110 pages of pure gold! WakeUpAndLive~doingNaNo'24 Author Icon

Forty-Five Poems, another masterpiece of the author of Four-legged Girl (2015), finalist of the Pulitzer Prize.

I was in awe by her first collection of poetry, I am more so with this one. She matured and found her genius style in poetry. There is no one like her.

Art, Poetry, Life, and Death, what more is there? She deserves the Nobel Prize for Literature, as far as I'm concerned!

Still Life with Two Dead Peacocks and a Girl (2018) by Diane Seuss

She comes out of the dark seeking pie, but instead finds two dead peacocks.
One is strung up by its feet. The other lies on its side in a pool
of its own blood. The girl is burdened with curly bangs. A too-small cap.

- WRITTEN REQUEST A -
From the review of Forty-Five Poems, give the passage from "Art, Poetry, Life, and" up to and including "two dead peacocks." again, substituting "bread" for "pie".
- WRITTEN REQUEST B -
Answer these questions using the review of Forty-Five Poems:
(i) Which earlier book by the same author does it name, and in what year did that book appear?
(ii) Which prize does the reviewer say the author deserves?
(iii) In the quoted poem, what does the girl find instead of pie?

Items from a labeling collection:
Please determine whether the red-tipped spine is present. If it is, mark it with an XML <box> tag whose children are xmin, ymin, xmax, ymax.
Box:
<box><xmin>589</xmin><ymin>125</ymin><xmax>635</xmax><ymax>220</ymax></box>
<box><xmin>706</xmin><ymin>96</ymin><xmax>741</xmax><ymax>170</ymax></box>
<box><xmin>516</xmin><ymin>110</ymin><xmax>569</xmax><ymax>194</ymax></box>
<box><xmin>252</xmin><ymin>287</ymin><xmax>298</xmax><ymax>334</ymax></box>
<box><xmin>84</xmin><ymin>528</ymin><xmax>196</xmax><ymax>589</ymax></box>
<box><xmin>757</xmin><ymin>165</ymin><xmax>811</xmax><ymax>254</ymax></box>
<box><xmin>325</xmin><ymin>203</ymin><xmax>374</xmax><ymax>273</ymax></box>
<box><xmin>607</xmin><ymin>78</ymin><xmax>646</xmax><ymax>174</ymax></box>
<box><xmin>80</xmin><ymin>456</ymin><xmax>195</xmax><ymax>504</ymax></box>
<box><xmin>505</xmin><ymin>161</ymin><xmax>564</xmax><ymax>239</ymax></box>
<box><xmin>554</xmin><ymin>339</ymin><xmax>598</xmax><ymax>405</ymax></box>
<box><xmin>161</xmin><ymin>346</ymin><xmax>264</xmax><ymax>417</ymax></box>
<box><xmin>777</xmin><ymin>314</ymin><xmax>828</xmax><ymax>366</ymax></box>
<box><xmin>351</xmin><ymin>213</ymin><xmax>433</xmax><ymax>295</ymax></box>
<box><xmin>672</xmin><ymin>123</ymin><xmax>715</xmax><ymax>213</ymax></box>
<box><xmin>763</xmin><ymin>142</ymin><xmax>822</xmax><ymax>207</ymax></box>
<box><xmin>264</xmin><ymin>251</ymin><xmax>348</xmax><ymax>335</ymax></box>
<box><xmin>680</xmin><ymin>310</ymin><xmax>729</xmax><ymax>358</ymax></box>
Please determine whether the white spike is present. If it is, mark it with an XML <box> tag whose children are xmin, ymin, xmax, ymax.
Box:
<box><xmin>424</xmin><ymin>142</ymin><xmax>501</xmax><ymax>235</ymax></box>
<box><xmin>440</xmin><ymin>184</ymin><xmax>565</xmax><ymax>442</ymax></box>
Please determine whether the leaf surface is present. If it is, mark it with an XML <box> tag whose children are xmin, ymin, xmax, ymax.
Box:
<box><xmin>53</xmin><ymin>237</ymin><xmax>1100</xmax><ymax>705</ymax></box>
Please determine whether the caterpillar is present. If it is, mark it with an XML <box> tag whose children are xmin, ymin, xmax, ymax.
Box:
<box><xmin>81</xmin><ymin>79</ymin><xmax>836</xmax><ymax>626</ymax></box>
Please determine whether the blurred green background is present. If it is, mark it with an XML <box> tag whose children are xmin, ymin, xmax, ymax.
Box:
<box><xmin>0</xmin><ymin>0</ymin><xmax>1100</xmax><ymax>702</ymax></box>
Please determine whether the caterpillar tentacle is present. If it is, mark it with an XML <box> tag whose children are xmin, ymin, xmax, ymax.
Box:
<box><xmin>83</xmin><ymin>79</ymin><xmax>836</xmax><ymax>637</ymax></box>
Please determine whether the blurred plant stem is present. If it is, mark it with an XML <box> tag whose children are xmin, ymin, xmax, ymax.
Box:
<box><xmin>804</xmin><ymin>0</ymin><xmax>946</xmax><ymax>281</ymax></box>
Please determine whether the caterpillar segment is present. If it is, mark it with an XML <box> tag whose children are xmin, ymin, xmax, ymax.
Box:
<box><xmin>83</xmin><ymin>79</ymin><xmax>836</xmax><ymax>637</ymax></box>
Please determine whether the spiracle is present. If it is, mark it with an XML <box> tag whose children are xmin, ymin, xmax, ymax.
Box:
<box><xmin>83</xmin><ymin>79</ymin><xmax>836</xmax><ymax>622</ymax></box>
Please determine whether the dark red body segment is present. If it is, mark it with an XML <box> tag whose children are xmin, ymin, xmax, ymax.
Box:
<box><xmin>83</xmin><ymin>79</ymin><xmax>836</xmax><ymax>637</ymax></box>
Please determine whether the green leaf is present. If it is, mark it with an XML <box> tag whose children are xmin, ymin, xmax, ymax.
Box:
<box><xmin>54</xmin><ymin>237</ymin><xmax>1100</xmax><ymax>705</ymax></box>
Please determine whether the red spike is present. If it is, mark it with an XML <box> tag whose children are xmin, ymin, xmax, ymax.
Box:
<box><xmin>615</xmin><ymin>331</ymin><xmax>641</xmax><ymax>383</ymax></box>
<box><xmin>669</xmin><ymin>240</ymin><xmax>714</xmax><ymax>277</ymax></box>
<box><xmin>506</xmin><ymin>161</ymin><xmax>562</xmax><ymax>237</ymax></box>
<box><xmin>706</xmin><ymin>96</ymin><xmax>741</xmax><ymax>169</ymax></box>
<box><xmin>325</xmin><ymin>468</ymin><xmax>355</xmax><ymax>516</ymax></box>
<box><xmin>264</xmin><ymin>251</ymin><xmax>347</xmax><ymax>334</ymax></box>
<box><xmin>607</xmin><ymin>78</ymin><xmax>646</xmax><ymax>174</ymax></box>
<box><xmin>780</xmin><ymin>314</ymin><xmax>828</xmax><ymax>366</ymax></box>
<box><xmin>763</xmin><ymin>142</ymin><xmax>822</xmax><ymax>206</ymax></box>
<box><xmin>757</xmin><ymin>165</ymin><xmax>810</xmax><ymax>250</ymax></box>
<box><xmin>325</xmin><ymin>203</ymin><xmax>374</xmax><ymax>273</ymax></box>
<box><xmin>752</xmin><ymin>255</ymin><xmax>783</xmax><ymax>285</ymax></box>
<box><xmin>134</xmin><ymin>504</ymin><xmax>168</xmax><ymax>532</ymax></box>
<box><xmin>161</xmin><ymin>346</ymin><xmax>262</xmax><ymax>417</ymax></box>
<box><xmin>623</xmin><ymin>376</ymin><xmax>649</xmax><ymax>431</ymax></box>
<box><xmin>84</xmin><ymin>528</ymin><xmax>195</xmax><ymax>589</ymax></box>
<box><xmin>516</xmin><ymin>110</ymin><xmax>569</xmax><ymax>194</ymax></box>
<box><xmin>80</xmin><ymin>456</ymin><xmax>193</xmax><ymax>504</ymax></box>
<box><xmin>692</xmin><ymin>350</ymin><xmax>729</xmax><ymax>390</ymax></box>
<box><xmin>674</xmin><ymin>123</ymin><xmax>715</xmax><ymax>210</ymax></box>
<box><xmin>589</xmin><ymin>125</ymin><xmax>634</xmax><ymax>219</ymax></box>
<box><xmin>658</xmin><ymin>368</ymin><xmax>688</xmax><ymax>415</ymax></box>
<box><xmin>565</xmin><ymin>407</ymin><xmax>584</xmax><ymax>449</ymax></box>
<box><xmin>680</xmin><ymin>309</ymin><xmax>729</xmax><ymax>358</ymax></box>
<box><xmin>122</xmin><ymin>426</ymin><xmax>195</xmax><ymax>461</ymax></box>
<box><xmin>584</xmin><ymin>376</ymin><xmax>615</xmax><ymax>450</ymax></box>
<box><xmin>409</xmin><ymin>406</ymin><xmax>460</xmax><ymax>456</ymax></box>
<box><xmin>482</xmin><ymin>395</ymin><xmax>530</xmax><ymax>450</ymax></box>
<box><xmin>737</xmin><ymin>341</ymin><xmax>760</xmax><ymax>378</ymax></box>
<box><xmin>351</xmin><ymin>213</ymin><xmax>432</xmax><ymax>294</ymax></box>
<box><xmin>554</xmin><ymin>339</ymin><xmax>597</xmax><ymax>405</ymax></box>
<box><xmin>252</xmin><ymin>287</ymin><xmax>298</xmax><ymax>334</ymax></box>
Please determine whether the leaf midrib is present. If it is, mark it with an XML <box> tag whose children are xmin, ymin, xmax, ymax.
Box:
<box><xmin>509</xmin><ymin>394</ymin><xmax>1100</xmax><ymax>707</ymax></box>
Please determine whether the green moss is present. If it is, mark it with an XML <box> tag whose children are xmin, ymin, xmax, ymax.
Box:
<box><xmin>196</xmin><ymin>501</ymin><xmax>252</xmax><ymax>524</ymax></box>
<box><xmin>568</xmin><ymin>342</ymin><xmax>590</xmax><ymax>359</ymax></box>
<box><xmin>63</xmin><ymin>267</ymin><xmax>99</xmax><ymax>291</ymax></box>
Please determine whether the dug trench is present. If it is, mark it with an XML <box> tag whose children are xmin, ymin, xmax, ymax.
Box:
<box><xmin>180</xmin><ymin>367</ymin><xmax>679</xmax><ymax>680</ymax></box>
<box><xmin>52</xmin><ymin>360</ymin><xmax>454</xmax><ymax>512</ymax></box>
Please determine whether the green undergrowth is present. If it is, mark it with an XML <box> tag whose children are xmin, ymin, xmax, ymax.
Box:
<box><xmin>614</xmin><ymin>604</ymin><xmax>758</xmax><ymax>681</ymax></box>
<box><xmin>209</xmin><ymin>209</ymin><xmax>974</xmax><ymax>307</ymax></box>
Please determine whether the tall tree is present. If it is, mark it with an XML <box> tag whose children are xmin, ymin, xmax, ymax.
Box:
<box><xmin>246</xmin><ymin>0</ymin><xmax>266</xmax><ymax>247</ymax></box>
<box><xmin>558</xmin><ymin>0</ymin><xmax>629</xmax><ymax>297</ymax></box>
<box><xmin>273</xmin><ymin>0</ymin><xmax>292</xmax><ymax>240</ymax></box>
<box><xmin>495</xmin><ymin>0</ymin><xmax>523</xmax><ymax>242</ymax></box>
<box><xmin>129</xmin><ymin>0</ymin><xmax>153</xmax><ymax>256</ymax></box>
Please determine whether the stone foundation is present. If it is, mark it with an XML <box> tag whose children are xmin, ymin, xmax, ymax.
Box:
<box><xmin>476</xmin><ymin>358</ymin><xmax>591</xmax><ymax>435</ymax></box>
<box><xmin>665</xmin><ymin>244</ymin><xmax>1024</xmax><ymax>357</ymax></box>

- FINAL RESULT A -
Art, Poetry, Life, and Death, what more is there? She deserves the Nobel Prize for Literature, as far as I'm concerned!

Still Life with Two Dead Peacocks and a Girl (2018) by Diane Seuss

She comes out of the dark seeking bread, but instead finds two dead peacocks.

- FINAL RESULT B -
(i) Four-legged Girl, from 2015.
(ii) The Nobel Prize for Literature.
(iii) Two dead peacocks.